DETTAGLI DEL COMPITO ::
Rispondi per favore a queste domande sul brano riportato qui sotto, dedicato ai funghi psichedelici:
1. Quali condizioni di salute mentale vengono elencate?
2. In che cosa si trasforma la psilocibina al momento dell'ingestione?
3. Gli scienziati di quale università stanno conducendo lo studio?

BRANO MOSTRATO ::
Una nuova ricerca esamina il motivo per cui alcuni funghi sono psichedelici.
I composti psichedelici presenti nei “funghi magici” sono sempre più riconosciuti per il loro potenziale nel trattamento di importanti condizioni di salute mentale. Queste includono depressione, ansia, disturbi compulsivi e dipendenza. Tuttavia, si sa molto poco su come questi composti si siano evoluti e quale ruolo svolgano nel mondo naturale.
I funghi psilocibinici sono comunemente noti come funghi magici o allucinogeno. Sono un gruppo di funghi che contengono psilocibina, che si trasforma in psilocina al momento dell’ingestione. La psilocibina è un composto psichedelico naturale, cioè un composto biologicamente inattivo che l’organismo converte in una droga.
Per colmare questa lacuna di conoscenze, gli scienziati dell’Università di Plymouth stanno conducendo uno studio di ricerca unico nel suo genere, utilizzando metodi genetici avanzati ed esperimenti comportamentali per affrontare ipotesi finora non verificate sull’origine dei composti psichedelici nei funghi.

(Voci del dataset)
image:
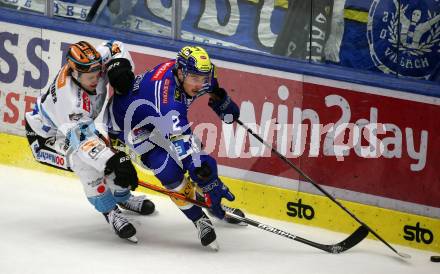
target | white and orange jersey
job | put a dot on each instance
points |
(68, 112)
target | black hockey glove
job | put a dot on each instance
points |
(125, 174)
(223, 105)
(120, 75)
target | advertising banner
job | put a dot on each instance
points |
(356, 138)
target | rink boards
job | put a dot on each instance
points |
(292, 206)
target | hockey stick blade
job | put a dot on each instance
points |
(346, 244)
(352, 240)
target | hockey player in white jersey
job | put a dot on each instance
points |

RISULTATO DELL'ESERCIZIO ::
1. Depressione, ansia, disturbi compulsivi e dipendenza.
2. In psilocina.
3. Dell'Università di Plymouth.